### EXERCISE INSTRUCTIONS
Could you return every record below exactly as it stands, leaving out the pictures?

### ENTRIES SUPPLIED
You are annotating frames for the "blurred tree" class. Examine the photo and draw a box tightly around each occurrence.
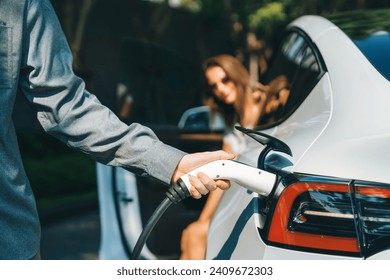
[51,0,390,67]
[172,0,389,80]
[246,2,288,82]
[48,0,390,121]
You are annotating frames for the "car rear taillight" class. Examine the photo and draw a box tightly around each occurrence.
[266,179,390,258]
[355,183,390,257]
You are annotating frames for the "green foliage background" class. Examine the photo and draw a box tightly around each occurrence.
[17,130,96,212]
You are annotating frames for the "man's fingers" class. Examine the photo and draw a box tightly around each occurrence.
[187,173,231,199]
[215,179,231,190]
[189,175,209,195]
[197,172,217,191]
[197,172,230,191]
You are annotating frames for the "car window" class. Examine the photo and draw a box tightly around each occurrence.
[354,32,390,82]
[260,31,325,128]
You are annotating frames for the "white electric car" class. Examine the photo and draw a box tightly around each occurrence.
[206,15,390,260]
[97,15,390,260]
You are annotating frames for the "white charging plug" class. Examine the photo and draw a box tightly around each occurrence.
[179,159,276,196]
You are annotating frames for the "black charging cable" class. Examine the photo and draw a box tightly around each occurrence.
[130,179,191,260]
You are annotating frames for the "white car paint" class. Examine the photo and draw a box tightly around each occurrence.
[206,15,390,260]
[290,16,390,184]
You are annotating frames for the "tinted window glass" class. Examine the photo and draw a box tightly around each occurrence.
[182,111,210,130]
[260,31,323,127]
[354,33,390,81]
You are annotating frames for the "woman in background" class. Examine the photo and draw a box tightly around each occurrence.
[180,54,289,259]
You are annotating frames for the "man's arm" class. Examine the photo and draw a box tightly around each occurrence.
[19,0,184,183]
[19,0,234,195]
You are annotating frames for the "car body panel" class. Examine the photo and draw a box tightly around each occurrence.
[289,16,390,184]
[271,73,332,166]
[206,15,390,260]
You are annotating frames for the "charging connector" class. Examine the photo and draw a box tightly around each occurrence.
[165,179,192,204]
[130,159,277,260]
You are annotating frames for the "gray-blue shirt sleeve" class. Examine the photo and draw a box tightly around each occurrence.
[19,0,185,184]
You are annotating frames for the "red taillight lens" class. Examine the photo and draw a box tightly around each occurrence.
[267,180,390,257]
[355,184,390,257]
[268,182,360,254]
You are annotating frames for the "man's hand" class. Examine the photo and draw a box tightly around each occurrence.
[172,150,235,199]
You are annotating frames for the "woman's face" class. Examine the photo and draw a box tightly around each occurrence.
[205,66,238,105]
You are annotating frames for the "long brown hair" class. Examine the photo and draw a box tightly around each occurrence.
[202,55,252,127]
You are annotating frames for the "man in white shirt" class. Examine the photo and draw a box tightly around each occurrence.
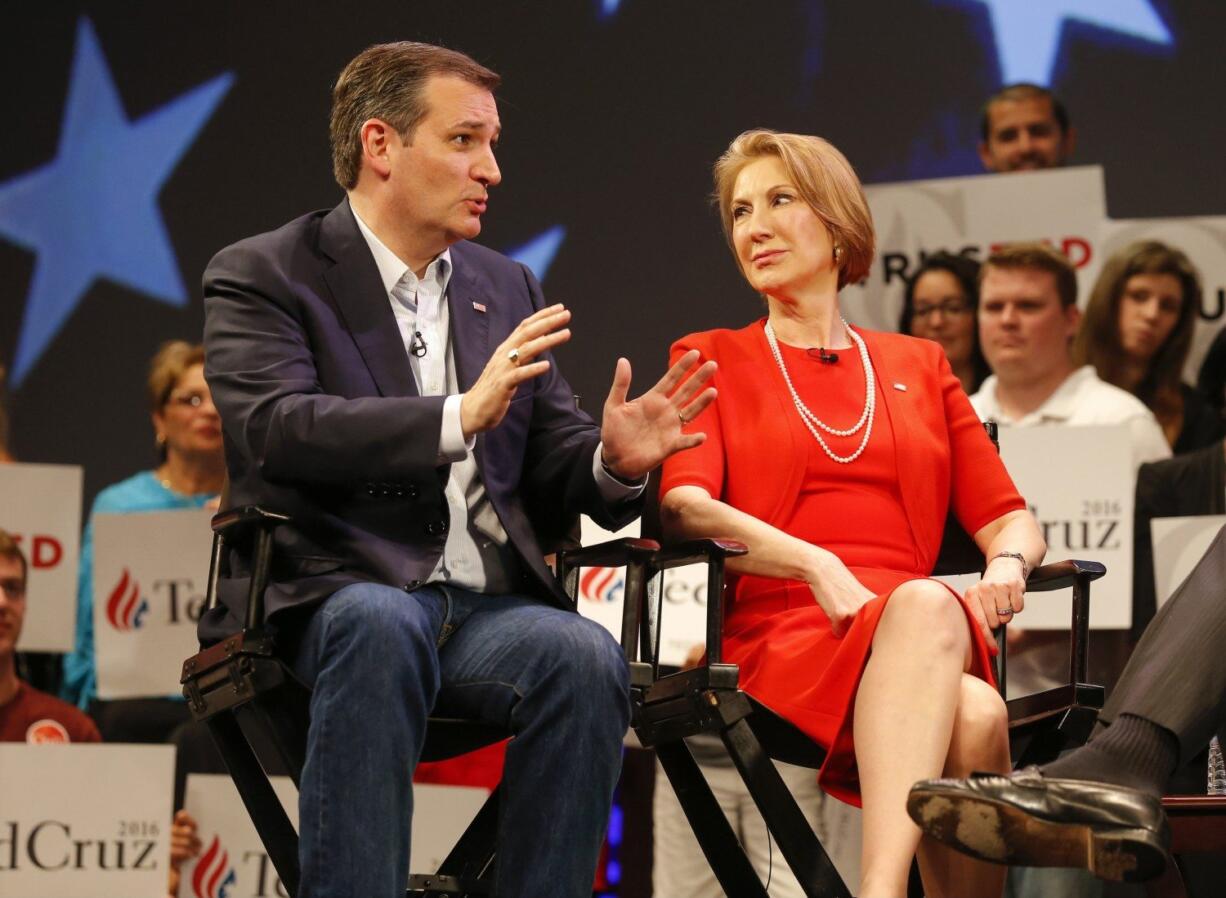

### YOUR SOLUTION
You are annotating frames for the "blurred tree" class. Examine the photo and draw a box tightly around each occurrence.
[51,0,390,67]
[172,0,389,80]
[246,2,288,82]
[48,0,390,121]
You are annotating frames for the "car rear taillight" class. Examine the photo and draw a box tightly around each occurrence.
[266,179,390,258]
[355,183,390,257]
You are annotating frames for the "green foliage background" class. Examine the photo and draw a box tightly around each occurrence.
[17,130,96,212]
You are annotating frames for the "man's fingers" class. Examine the photo and draw a box tightly around each occurrence.
[187,173,231,199]
[215,179,231,190]
[189,175,209,195]
[197,172,217,191]
[197,172,230,191]
You are annotating frames for the "car window" class. Examine the photo and draw a box tightly around each occurrence.
[354,32,390,82]
[260,31,325,128]
You are annotating frames for the "white electric car" class. Examine the photo and draw a box tightly around each occurrence.
[206,15,390,260]
[97,15,390,260]
You are annotating frames for the "white charging plug" class. Examine the photo and draw a box tightly around each occurrence.
[179,159,276,196]
You are annotating frames for the "black charging cable" class. Examine the photo and draw a box tightly around each occurrence.
[130,179,191,260]
You are annotating frames for the "white car paint" class. Examine the photo and draw a box tightly around each occurrence.
[206,15,390,260]
[290,16,390,184]
You are annotating frames for the "tinted window glass" class. Examine the photo and draw a box tightly around each occurrence.
[182,111,210,130]
[260,31,323,127]
[354,33,390,81]
You are annotating frames for the "woman in background" class. Examine the photo and draw a box tightly around each occurrence.
[180,54,289,259]
You are annotating frames for the "man's arm" class. Examine the photo and draw a box tightly around each occurrence.
[19,0,184,183]
[19,0,234,195]
You are annotating frames for the "car body panel" class. Examine the photo and draw a box tightly around each occurrence.
[289,16,390,184]
[271,73,332,166]
[206,15,390,260]
You are annotating frames for the "charging connector" class. Examine the photo and draw a box tightly around each occurrence.
[165,179,192,204]
[130,159,277,260]
You are annotating frames for the "gray-blue shirt sleeve" class. Examine the photo and draw a box tightly around each occurrence.
[19,0,185,184]
You are annotating frames for the "red taillight lens" class. Examine the photo and draw a box tightly around each occurrence.
[267,180,390,257]
[355,184,390,257]
[268,182,360,254]
You are annotating frames for the "man's hand" class. Examine the photo and draw a box tightly around each occurrence.
[172,150,235,199]
You are annotating frames for the "woman's face" class. Examine the photo and draw a box tightly around each occurrence.
[205,66,238,105]
You are annotating frames for the "long brown hair" class. Examine the photo and draw a box tightly around each occurrence.
[202,55,252,127]
You are annotating frames for the "man in white shirt" class. Examine the photo and draw a box tightly around each occurrence.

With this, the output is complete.